- _Problem to work on_:
Your reply should be the complete data, reproduced exactly.

Excerpts from a dataset
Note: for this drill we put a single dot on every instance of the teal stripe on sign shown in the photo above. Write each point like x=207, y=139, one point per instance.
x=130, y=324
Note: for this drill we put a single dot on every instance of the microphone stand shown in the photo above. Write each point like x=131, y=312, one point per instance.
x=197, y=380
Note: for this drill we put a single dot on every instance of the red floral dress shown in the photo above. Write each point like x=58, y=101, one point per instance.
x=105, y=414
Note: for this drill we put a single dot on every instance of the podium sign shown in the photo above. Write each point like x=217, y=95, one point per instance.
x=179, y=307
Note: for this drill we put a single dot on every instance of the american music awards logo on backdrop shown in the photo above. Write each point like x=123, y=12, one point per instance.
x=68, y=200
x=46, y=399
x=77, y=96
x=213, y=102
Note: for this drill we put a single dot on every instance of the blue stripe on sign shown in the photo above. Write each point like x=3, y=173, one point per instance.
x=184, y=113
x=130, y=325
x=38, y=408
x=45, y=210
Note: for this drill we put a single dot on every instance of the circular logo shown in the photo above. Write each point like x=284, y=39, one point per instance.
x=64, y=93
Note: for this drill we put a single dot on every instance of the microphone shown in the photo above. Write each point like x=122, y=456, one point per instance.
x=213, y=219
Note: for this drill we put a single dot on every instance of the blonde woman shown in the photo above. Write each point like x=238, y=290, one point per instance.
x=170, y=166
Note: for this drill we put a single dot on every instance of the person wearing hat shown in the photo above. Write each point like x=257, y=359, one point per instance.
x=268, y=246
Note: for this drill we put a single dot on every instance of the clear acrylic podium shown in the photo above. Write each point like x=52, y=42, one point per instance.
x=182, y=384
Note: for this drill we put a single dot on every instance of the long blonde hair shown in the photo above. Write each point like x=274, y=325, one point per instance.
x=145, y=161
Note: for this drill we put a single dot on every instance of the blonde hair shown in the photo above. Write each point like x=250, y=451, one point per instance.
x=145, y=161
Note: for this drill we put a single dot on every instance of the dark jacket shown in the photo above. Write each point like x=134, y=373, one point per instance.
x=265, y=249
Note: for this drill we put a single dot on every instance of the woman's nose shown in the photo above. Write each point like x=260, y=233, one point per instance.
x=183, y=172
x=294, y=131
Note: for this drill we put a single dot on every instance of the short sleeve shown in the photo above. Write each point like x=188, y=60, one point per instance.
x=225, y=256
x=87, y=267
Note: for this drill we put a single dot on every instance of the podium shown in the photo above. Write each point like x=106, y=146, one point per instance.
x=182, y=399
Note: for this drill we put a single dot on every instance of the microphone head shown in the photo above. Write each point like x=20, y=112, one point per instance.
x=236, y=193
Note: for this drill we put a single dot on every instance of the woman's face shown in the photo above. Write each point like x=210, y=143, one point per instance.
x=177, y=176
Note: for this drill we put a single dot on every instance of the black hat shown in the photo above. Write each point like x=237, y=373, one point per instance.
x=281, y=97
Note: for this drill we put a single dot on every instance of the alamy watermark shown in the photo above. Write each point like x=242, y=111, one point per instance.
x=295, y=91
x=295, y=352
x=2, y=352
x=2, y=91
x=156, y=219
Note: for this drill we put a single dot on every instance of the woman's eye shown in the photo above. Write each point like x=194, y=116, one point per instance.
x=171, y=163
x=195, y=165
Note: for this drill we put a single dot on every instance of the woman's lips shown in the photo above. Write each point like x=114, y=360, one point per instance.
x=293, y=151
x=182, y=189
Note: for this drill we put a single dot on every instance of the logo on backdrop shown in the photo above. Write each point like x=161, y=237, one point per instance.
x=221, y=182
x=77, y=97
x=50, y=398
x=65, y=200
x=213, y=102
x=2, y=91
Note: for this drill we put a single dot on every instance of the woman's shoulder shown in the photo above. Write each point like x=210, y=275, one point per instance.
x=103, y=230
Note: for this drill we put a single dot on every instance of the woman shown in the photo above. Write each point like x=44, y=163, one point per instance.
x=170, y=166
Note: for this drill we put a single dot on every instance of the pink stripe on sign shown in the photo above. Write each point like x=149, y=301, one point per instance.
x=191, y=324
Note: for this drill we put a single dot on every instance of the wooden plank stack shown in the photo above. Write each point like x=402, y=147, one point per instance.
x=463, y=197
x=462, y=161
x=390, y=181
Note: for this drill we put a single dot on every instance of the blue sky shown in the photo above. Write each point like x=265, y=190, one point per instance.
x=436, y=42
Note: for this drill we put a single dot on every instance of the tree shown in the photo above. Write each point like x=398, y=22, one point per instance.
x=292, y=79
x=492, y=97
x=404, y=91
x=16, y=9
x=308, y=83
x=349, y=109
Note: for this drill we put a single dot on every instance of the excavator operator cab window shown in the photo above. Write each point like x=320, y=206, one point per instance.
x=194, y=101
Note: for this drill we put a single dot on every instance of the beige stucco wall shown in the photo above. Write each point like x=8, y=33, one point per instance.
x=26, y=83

- _Task answer_:
Note: for this drill we put a single dot on every instance of the teal stripe on sign shown in the photo above. Write each point like x=207, y=139, one point per instance.
x=130, y=324
Note: for this drill we put a single dot on every instance of the microphone stand shown in the photo above. Write each point like x=131, y=312, one point per instance.
x=197, y=380
Note: for this drill we put a single dot on every instance of the red floral dress shown in the photo above. Write each point like x=58, y=101, one point per instance.
x=105, y=414
Note: for this drill we put a single dot on every instance of the podium sign shown in the photo above. Write each point like x=217, y=95, one point per instance.
x=179, y=307
Note: for this drill we put a single dot on every instance of the american music awards logo on backdrop shown in the photo above. Write each point like x=123, y=12, one point per instance.
x=68, y=200
x=46, y=399
x=77, y=96
x=213, y=102
Note: for this drill we put a single dot on every instance of the blue stripe on sign shown in the photo above. Write each point like x=3, y=173, one point per instance.
x=184, y=113
x=130, y=325
x=38, y=408
x=45, y=210
Note: for this drill we put a single dot on every instance of the circular logo shown in the photo above. Write each point like x=284, y=39, one point per instance.
x=64, y=93
Note: for this drill we put a single dot on every instance of the microphone shown in the photo above. Write each point like x=122, y=456, one point per instance.
x=213, y=219
Note: for this drill we put a single dot on every instance of the blonde woman shown in the photo above. Write each point like x=238, y=290, one point per instance.
x=170, y=166
Note: for this drill we put a single dot on every instance of the person wearing hat shown in the photo above. Write each point like x=257, y=359, one point per instance.
x=268, y=246
Note: for this drill we put a single dot on every instance of the clear acrylic podium shown in the photo above. Write each point like x=52, y=42, one point per instance.
x=182, y=384
Note: for this drill we put a single dot on every instance of the long blonde hair shown in the photo above. Write each point like x=274, y=325, one point per instance.
x=145, y=161
Note: for this drill we put a single dot on every instance of the blonde hair shown in the photo above. Write each point like x=250, y=451, one point per instance.
x=145, y=161
Note: for this drill we put a single dot on every instance of the dark jacket shown in the photo above. Write each point like x=134, y=373, one point per instance.
x=265, y=249
Note: for this drill we put a single dot on every instance of the woman's nose shown in the photo above. Write each point like x=260, y=233, one point per instance.
x=183, y=172
x=294, y=131
Note: for this drill we put a single dot on every instance of the short sleeve shown in the photo above. Write each point like x=188, y=60, one point per instance.
x=225, y=256
x=87, y=267
Note: for this drill we put a single dot on every instance of the podium shown in the photo above. Write each point like x=106, y=146, one point per instance.
x=182, y=399
Note: for this drill we put a single dot on every instance of the microphone head shown in the photo above. Write each point like x=20, y=112, one point per instance.
x=236, y=193
Note: for this drill we put a single dot on every instance of the woman's face shown in the photo above. Write each point like x=210, y=143, one point per instance.
x=177, y=176
Note: for this drill we put a single dot on every instance of the black hat shown in the photo above. Write each point like x=237, y=373, one point per instance.
x=281, y=97
Note: for this drill we put a single dot on every instance of the alamy watermark shown in the photo above. Write each point like x=242, y=111, one point per instance.
x=295, y=91
x=295, y=352
x=2, y=352
x=2, y=91
x=156, y=219
Note: for this drill we put a single dot on every instance of the woman's eye shown in the photo above. Write each point like x=194, y=116, one point per instance.
x=171, y=163
x=195, y=165
Note: for this drill we put a single dot on every instance of the woman's lips shown in the photo above. Write each point like x=114, y=360, one point per instance.
x=293, y=151
x=182, y=189
Note: for this drill we put a single dot on every instance of the logo on backdrop shown in the photo above. Write each point like x=161, y=237, one point per instance.
x=221, y=182
x=77, y=97
x=50, y=398
x=65, y=200
x=213, y=102
x=2, y=91
Note: for this drill we put a single dot on every instance of the woman's shoulder shown in the photo above. Write each point like x=210, y=275, one point per instance.
x=103, y=230
Note: for this drill we put a single dot on every instance of the woman shown in the photo above. Write each point like x=44, y=163, one point per instance.
x=170, y=166
Note: for this drill we put a single dot on every instance of the pink stripe on sign shown in the photo above. Write each point like x=149, y=301, one point per instance.
x=191, y=324
Note: for this drill we put a single dot on every instance of the wooden plank stack shown in the photo above. Write each point like x=402, y=147, one point per instance.
x=463, y=197
x=462, y=161
x=390, y=181
Note: for this drill we put a single dot on every instance of the blue sky shown in the photo above. Write each point like x=265, y=190, one point per instance.
x=436, y=42
Note: for this drill we put a single dot on every instance of the tree shown in the photo above. Write each point like x=398, y=22, one point per instance.
x=292, y=79
x=492, y=97
x=404, y=91
x=16, y=9
x=308, y=83
x=349, y=109
Note: for this drill we put a single dot on every instance of the excavator operator cab window shown in the photo above. Write each point like x=320, y=206, one point per instance.
x=194, y=101
Note: for this drill we put a single dot on every instance of the beige stucco wall shown in the photo above. Write each point like x=8, y=33, one point per instance.
x=26, y=83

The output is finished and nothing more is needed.